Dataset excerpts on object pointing
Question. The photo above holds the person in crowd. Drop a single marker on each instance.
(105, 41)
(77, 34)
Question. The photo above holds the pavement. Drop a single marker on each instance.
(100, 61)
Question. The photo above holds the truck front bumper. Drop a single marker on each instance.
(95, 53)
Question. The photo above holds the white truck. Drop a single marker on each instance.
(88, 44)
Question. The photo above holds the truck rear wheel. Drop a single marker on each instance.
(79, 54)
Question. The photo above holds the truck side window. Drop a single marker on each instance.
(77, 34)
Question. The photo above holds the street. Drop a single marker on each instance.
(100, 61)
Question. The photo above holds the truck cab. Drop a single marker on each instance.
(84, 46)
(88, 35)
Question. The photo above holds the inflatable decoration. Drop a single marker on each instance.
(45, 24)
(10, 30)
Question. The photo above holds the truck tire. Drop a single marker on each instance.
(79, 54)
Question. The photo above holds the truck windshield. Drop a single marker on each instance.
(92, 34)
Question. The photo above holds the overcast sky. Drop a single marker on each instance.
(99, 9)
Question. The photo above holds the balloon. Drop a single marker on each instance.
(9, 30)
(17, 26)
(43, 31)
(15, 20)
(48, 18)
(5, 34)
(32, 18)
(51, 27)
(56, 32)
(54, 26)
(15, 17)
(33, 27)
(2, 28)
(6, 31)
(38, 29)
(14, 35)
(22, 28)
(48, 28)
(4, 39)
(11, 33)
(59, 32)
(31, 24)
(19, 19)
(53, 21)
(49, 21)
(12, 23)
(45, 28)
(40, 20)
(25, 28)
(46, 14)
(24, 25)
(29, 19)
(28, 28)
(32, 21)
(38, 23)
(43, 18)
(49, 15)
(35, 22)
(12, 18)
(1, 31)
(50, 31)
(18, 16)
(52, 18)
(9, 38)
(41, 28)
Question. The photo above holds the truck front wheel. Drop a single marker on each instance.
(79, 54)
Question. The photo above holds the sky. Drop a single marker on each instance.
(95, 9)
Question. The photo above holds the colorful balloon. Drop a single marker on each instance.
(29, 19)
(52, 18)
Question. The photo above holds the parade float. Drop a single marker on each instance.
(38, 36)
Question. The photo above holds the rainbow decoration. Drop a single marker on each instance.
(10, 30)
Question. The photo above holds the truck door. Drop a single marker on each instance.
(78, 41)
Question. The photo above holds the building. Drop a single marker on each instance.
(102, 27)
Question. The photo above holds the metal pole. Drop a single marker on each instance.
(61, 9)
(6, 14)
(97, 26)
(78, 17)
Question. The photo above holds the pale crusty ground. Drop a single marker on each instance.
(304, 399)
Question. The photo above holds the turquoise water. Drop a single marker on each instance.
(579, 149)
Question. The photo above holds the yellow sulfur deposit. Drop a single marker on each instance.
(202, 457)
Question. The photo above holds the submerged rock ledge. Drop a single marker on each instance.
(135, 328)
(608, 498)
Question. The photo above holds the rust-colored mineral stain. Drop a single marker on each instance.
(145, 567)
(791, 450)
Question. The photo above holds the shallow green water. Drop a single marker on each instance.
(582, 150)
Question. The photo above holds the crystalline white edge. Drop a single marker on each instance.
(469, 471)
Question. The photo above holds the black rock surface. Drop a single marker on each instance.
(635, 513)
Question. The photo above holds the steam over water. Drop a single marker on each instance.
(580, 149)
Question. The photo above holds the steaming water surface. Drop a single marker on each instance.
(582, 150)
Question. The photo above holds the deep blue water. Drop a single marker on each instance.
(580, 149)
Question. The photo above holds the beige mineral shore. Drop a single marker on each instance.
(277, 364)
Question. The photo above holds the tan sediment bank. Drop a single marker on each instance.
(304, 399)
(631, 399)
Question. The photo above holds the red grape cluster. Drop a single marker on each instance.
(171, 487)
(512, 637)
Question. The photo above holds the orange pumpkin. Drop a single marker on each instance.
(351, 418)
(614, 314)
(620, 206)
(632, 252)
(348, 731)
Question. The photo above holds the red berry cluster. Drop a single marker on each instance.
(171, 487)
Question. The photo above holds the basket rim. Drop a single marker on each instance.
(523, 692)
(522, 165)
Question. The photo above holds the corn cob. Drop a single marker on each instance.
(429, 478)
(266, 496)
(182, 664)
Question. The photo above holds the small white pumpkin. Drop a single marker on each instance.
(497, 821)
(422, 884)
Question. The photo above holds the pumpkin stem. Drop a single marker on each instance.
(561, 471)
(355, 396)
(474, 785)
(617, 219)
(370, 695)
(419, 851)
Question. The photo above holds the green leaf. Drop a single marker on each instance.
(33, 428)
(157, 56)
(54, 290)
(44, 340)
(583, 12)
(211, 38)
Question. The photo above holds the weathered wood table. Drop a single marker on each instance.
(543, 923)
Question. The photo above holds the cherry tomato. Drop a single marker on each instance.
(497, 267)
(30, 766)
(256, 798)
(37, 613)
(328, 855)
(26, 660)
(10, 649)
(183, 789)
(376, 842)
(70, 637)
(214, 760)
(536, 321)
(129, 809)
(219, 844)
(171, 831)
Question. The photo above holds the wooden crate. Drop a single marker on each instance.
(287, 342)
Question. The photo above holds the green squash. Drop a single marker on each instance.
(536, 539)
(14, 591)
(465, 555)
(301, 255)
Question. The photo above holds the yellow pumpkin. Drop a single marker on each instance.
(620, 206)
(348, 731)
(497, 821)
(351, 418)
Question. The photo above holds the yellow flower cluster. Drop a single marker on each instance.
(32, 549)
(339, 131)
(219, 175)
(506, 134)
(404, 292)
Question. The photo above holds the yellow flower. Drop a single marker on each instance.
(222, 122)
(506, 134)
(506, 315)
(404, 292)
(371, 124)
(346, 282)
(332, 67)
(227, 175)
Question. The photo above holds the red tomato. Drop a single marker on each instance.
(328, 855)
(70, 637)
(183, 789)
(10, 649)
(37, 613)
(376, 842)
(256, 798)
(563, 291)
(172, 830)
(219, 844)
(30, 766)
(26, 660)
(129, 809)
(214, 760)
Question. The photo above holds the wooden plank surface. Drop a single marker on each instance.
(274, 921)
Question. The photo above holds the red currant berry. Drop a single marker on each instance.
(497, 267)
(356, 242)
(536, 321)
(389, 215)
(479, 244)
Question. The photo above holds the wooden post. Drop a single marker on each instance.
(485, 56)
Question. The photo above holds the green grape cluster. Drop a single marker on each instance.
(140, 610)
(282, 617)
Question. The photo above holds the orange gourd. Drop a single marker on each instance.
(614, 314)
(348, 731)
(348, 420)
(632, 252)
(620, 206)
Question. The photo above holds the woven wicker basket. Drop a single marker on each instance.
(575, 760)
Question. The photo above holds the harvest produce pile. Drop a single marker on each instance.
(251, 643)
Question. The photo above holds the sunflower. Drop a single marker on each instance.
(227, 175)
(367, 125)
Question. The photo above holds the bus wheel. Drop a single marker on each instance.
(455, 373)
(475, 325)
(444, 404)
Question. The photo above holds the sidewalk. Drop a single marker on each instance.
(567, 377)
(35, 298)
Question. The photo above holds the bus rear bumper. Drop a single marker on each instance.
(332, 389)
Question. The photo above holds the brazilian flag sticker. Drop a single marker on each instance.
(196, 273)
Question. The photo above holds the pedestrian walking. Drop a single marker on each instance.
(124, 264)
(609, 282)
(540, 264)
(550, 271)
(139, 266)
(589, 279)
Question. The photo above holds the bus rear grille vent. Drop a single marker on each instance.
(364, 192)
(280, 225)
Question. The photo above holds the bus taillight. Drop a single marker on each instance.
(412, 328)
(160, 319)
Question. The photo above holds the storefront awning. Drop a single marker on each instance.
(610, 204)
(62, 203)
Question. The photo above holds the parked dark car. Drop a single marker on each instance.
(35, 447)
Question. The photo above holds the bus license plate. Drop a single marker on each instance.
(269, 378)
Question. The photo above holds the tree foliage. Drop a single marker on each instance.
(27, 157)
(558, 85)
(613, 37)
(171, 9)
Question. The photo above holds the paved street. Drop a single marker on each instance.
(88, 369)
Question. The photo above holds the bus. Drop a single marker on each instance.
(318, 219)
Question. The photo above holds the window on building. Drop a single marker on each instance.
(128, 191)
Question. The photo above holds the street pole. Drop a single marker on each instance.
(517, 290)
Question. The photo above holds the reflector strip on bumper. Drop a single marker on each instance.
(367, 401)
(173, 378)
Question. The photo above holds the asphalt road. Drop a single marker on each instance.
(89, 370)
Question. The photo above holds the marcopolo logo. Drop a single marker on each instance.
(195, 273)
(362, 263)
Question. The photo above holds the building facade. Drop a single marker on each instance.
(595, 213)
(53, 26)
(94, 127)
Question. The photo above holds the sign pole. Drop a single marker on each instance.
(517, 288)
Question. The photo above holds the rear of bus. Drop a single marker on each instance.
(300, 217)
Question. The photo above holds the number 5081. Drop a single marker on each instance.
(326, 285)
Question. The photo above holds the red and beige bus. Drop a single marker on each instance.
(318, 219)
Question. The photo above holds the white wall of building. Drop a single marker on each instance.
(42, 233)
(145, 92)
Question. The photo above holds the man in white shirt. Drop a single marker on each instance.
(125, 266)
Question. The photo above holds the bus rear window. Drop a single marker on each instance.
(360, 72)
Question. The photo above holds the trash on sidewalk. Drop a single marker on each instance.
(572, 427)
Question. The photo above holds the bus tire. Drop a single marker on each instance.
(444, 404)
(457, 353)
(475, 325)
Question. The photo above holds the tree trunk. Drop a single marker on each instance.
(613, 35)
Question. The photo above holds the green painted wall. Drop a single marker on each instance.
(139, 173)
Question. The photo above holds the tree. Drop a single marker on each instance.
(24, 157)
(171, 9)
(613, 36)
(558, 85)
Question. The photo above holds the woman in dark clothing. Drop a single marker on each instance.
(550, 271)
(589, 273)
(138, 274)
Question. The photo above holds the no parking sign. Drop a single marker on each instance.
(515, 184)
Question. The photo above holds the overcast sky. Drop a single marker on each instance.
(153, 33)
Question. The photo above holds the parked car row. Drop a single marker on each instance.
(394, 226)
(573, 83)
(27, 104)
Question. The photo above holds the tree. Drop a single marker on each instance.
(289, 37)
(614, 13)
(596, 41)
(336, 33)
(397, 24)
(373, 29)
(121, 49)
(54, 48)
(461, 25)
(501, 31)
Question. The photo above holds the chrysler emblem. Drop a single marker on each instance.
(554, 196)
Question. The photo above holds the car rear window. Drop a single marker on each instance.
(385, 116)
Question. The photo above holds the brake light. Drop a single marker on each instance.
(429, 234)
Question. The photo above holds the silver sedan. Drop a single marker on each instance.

#### Exercise requirements:
Repeat only the lines from the one holding "Question. The photo above holds the green painted" through the last line of the data.

#### Correct output:
Question. The photo above holds the green painted wall. Drop a single marker on each instance.
(139, 173)
Question. The photo above holds the tree. Drop a single marker on each instance.
(24, 157)
(171, 9)
(613, 36)
(558, 85)
Question. The photo above holds the woman in dark clothing. Drop a single marker on each instance.
(550, 271)
(589, 273)
(138, 274)
Question. The photo above holds the no parking sign. Drop a single marker on each instance.
(515, 184)
Question. The photo above holds the overcast sky. Drop a single marker on each instance.
(153, 33)
Question. The photo above holds the parked car row. Drop a single marker on each instance.
(394, 226)
(573, 83)
(27, 104)
Question. The photo above holds the tree. Drop a single marker on each instance.
(289, 37)
(614, 13)
(596, 41)
(336, 33)
(397, 24)
(373, 29)
(121, 49)
(54, 48)
(461, 25)
(501, 31)
Question. The photo above holds the chrysler emblem. Drop a single marker on each instance.
(554, 196)
Question. The photo above holds the car rear window. Drop a single marker on each instance.
(385, 116)
Question. The photo above holds the brake light. Drop a single marker on each instance.
(429, 234)
Question. The photo above holds the silver sedan. Drop a single marker on each instance.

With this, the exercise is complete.